[Start of section]

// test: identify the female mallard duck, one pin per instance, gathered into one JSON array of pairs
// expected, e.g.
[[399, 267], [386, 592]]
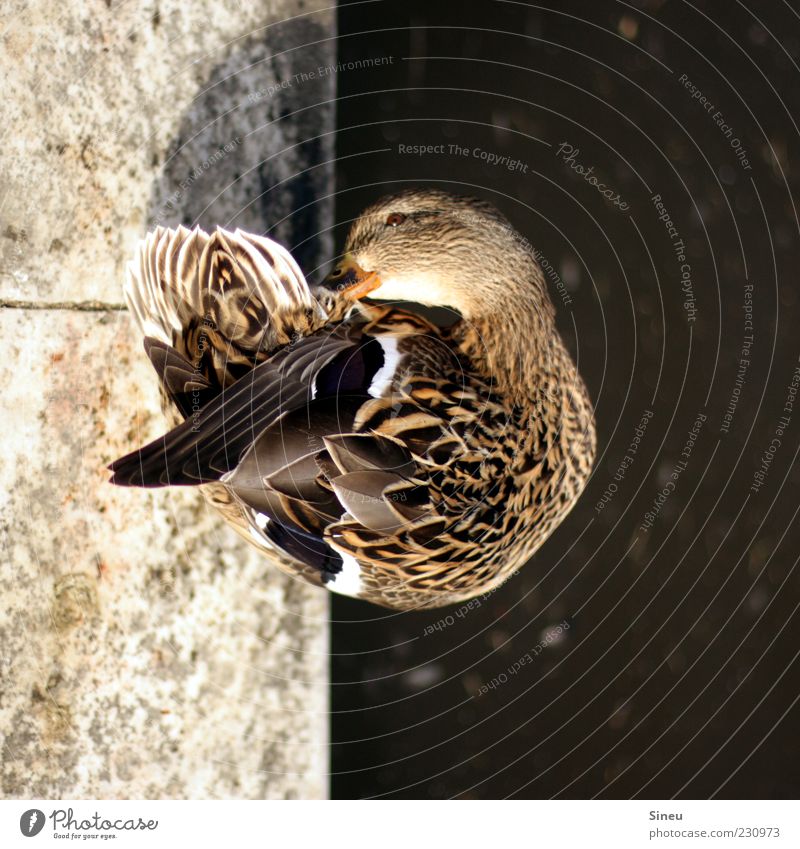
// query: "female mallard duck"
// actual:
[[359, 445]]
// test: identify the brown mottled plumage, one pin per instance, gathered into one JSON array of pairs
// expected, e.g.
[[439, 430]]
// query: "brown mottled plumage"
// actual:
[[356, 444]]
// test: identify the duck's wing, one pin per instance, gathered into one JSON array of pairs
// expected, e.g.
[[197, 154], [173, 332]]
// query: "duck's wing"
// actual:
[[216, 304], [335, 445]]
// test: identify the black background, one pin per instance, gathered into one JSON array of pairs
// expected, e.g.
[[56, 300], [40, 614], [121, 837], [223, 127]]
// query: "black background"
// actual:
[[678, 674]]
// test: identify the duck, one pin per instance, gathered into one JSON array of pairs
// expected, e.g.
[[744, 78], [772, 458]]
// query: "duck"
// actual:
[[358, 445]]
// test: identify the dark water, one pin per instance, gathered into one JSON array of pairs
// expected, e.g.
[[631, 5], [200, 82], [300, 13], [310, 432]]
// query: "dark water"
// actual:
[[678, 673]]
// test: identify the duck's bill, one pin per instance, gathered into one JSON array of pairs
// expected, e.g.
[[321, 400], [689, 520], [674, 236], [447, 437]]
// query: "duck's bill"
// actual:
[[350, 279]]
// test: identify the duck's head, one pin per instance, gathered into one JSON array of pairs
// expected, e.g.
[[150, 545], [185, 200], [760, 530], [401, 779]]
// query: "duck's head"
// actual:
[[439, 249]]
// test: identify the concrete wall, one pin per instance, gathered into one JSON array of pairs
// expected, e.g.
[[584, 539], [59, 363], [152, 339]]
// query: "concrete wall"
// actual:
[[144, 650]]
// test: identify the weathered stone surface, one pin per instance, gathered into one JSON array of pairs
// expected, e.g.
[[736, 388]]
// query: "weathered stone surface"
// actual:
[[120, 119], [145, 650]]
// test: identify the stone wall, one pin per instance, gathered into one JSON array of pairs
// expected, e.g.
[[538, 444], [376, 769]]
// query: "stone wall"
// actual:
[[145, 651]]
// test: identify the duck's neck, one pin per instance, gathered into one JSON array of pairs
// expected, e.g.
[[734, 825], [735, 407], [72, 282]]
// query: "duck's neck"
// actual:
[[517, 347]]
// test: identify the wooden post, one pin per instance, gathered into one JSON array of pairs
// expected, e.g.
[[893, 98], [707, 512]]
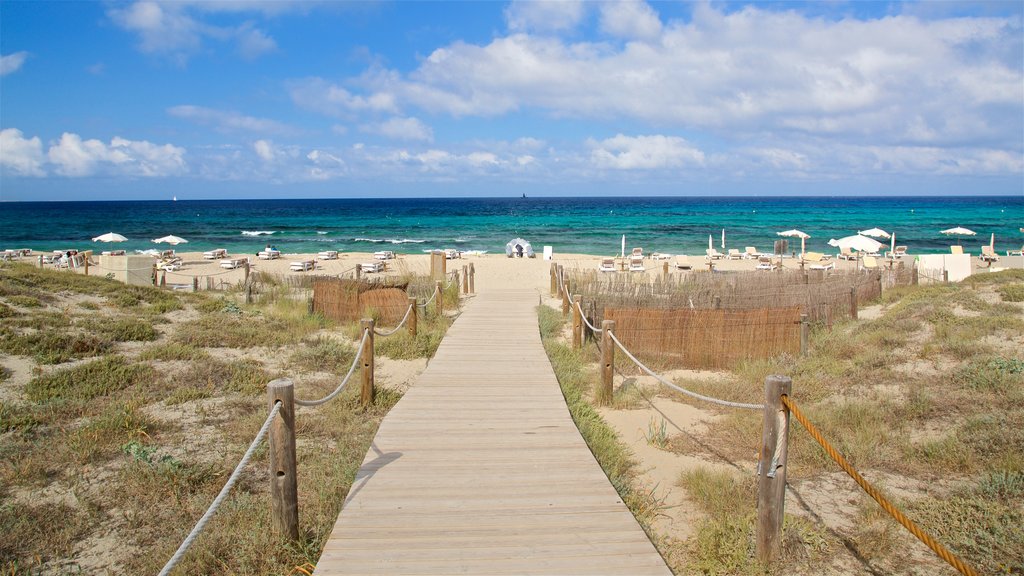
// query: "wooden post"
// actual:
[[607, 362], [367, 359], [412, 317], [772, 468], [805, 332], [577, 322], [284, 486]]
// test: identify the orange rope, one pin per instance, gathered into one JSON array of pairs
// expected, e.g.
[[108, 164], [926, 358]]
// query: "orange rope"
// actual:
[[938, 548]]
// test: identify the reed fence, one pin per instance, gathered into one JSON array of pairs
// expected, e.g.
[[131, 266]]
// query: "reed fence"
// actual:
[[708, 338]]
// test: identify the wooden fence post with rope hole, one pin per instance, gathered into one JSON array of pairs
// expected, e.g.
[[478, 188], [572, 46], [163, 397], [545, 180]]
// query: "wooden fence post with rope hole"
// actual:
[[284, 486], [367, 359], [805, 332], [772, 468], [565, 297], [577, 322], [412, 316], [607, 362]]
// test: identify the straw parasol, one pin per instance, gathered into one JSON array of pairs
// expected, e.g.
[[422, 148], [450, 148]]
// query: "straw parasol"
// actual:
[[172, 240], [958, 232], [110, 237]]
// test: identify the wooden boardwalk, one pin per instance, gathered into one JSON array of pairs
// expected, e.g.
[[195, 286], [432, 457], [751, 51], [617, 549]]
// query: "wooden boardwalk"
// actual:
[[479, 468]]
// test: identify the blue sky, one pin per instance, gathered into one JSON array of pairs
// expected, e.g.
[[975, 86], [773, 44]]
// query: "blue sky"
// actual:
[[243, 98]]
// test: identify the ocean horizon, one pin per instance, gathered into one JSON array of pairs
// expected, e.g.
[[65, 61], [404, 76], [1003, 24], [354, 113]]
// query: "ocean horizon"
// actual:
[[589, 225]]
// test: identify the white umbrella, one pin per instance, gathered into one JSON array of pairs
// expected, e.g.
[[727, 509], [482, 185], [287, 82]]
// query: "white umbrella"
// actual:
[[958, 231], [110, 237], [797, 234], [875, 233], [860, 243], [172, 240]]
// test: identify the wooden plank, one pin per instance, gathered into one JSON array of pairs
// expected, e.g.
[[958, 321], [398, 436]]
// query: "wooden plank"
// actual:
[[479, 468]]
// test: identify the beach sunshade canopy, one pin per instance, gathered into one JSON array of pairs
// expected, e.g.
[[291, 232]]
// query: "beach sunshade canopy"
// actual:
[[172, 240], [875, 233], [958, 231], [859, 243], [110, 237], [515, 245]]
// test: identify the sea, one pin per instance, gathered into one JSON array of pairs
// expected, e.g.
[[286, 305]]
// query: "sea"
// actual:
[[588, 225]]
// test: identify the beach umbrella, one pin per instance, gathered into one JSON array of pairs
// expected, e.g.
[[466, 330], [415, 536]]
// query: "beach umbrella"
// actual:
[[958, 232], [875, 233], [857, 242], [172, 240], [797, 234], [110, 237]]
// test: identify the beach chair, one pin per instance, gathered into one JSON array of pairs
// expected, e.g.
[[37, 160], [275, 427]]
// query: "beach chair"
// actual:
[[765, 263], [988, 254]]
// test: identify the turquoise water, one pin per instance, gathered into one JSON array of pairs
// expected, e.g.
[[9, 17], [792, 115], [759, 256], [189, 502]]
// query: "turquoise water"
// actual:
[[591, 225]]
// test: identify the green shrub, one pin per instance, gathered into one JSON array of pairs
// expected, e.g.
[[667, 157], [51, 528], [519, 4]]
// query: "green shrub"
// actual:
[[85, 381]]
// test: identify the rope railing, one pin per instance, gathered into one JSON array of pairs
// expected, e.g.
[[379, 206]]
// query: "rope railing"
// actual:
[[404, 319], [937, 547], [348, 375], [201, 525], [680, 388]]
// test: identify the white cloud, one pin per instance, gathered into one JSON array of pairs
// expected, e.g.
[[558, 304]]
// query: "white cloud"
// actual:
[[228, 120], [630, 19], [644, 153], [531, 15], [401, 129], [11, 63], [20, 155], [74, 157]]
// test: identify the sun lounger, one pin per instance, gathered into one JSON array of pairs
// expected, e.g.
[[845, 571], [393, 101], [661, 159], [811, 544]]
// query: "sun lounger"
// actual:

[End of section]

THE TASK >> All of the material should be reproduced exactly, apart from the pictures.

RESULT OF THE TASK >>
// test: identify the female mallard duck, one pin per instance, gathered into one JSON array of pairs
// expected, e.g.
[[399, 267], [386, 592]]
// query: "female mallard duck"
// actual:
[[359, 445]]
// test: identify the brown mottled plumage, one pin per instance, gathered into one JSON array of pairs
// expected, e.g.
[[439, 430]]
// query: "brown mottled plumage"
// actual:
[[356, 444]]
// test: identify the duck's wing, one pin per instance, gathered into one JSON array of pairs
// expected, e.g.
[[197, 154], [173, 332]]
// query: "duck's wing"
// actual:
[[216, 304], [335, 445]]
// test: identify the black background, one pin per instance, gathered into one JSON array of pairs
// expected, e.g.
[[56, 300], [40, 614], [121, 837], [223, 127]]
// query: "black background"
// actual:
[[678, 674]]
// test: identify the duck, one pin per instance, gathered into one JSON array of pairs
// expected, e.g.
[[744, 78], [772, 458]]
// query: "duck"
// actual:
[[358, 445]]
// test: identify the dark water, one pin per instance, gathered into one JSON array of pairs
// expected, e.g.
[[631, 5], [200, 82], [300, 13], [310, 432]]
// query: "dark water"
// actual:
[[678, 673]]
// test: identify the duck's bill, one pin per instance, gathered into one JSON array of pairs
// expected, e.g.
[[321, 400], [689, 520], [674, 236], [447, 437]]
// query: "duck's bill"
// actual:
[[350, 279]]
// test: identify the duck's head, one pin per instance, gathered into one JSON array of pairs
// expected, e.g.
[[150, 545], [185, 200], [760, 530], [401, 779]]
// query: "duck's head"
// actual:
[[439, 249]]
// test: identify the concrete wall, one pin per instance, gathered into one JSON array of pairs
// expected, e.g.
[[584, 539], [59, 363], [152, 339]]
// query: "concrete wall"
// actual:
[[144, 650]]
// test: identify the weathered stone surface, one pin per instance, gathered into one JSON array of pairs
// expected, e.g.
[[736, 388]]
// query: "weathered stone surface"
// actual:
[[120, 119], [145, 650]]
// test: identify the stone wall, one pin per instance, gathered into one JSON array of pairs
// expected, e.g.
[[538, 444], [376, 769]]
// query: "stone wall"
// actual:
[[145, 651]]
// test: identify the duck's neck, one pin per instance, gathered into one JSON array of pairs
// expected, e.g.
[[734, 825], [735, 407], [72, 282]]
// query: "duck's neck"
// actual:
[[517, 347]]
// test: identify the wooden post, one pin per instance, gathered into one JSON array of pairs
// expected, e.g.
[[893, 98], [707, 512]]
// query: "wooden post"
// actual:
[[607, 362], [367, 359], [412, 317], [772, 468], [805, 332], [577, 322], [284, 486]]
// test: identify the orange rope, one pin per instance, gathered into one JSON array of pairs
// expected, e.g.
[[108, 164], [926, 358]]
// query: "orange rope"
// actual:
[[938, 548]]
// test: identify the reed fence, one pin per instance, gathered into one JSON array of pairs
// expected, e.g.
[[131, 266]]
// query: "reed fence"
// actual:
[[708, 338]]
// test: identify the wooden fence post with rope hole, one pin per instance, gathered into one JSON array of pairs
// expected, e.g.
[[478, 188], [572, 46], [163, 397], [545, 180]]
// query: "wooden fence post with rope hole"
// actual:
[[284, 486], [367, 359], [805, 332], [772, 468], [565, 297], [577, 322], [412, 316], [607, 362]]
// test: identify the straw parasol, one pin per instance, gathered into one JSON array of pairs
// expected, e.g.
[[422, 148], [450, 148]]
// query: "straw parasol"
// actual:
[[172, 240], [958, 232], [110, 237]]
// test: identify the wooden boardwalk, one pin per instance, gathered into one JSON array of pairs
// expected, e.g.
[[195, 286], [432, 457], [751, 51], [617, 549]]
// query: "wooden boardwalk"
// actual:
[[479, 468]]
// test: identify the blue sky, one pin per instance, gathered into one JSON array of pairs
// expected, e.g.
[[975, 86], [773, 44]]
// query: "blue sky"
// actual:
[[243, 98]]
// test: identify the ocean horizon, one pin per instance, gathered into one JSON array of pairs
// expected, e.g.
[[65, 61], [404, 76], [1003, 24], [354, 113]]
// query: "ocean horizon"
// actual:
[[589, 225]]
// test: identify the white umbrella, one pin per instance, gathered into one JSON array of pairs
// expected, e.g.
[[727, 509], [482, 185], [287, 82]]
// query: "white umbrella"
// actual:
[[958, 231], [110, 237], [797, 234], [875, 233], [860, 243], [172, 240]]
// test: identify the wooden plank, one pin per instance, gathered into one JSON array of pairs
// expected, e.g.
[[958, 321], [398, 436]]
// query: "wooden plank"
// actual:
[[479, 468]]
// test: identify the beach sunshade canopy, one pin per instance, gathered into one JSON array of pairs
// expected, e.g.
[[291, 232]]
// query: "beach sunshade canopy"
// actual:
[[172, 240], [875, 233], [958, 231], [859, 243], [110, 237], [515, 245]]
// test: identify the sea, one pin per instance, gathered into one JSON array of pairs
// expected, e.g.
[[286, 305]]
// query: "sea"
// actual:
[[588, 225]]
// test: identify the beach umbrella, one pin per instance, gathered into one JSON array of pairs
// expected, e.g.
[[466, 330], [415, 536]]
// query: "beach umbrella"
// actual:
[[958, 232], [875, 233], [857, 242], [172, 240], [797, 234], [110, 237]]
// test: identify the beach chair, one pin per instance, gathered into one JSON array of pairs
// expected, e.g.
[[37, 160], [275, 427]]
// query: "beach chair"
// actual:
[[765, 263], [988, 254]]
// test: identify the turquoise water, one pin per instance, gathered into one JSON array of pairs
// expected, e.g.
[[9, 17], [792, 115], [759, 256], [189, 502]]
// query: "turquoise water"
// actual:
[[591, 225]]
// test: identify the green shrub, one pin per instance, gathered into one JSON array of pairs
// expected, e.g.
[[667, 157], [51, 528], [519, 4]]
// query: "green shrub"
// actual:
[[85, 381]]
// test: identify the rope railing, one pin per instance, gathered into one JSON array of pairs
// expected, e.g.
[[379, 206]]
// query: "rope railing"
// actual:
[[404, 319], [937, 547], [348, 375], [201, 525], [680, 388]]
// test: identify the white cloud, one pin per instance, gathered into one JSON array of pairs
// expected, e.g.
[[558, 304]]
// query: "white cloud"
// actual:
[[228, 120], [630, 19], [644, 153], [531, 15], [401, 129], [11, 63], [20, 155], [74, 157]]
// test: identify the sun lounger, one pin per instance, gathered into one JSON array of pairs
// expected, e.g.
[[845, 571], [393, 101], [661, 159], [811, 544]]
// query: "sun lounger"
// actual:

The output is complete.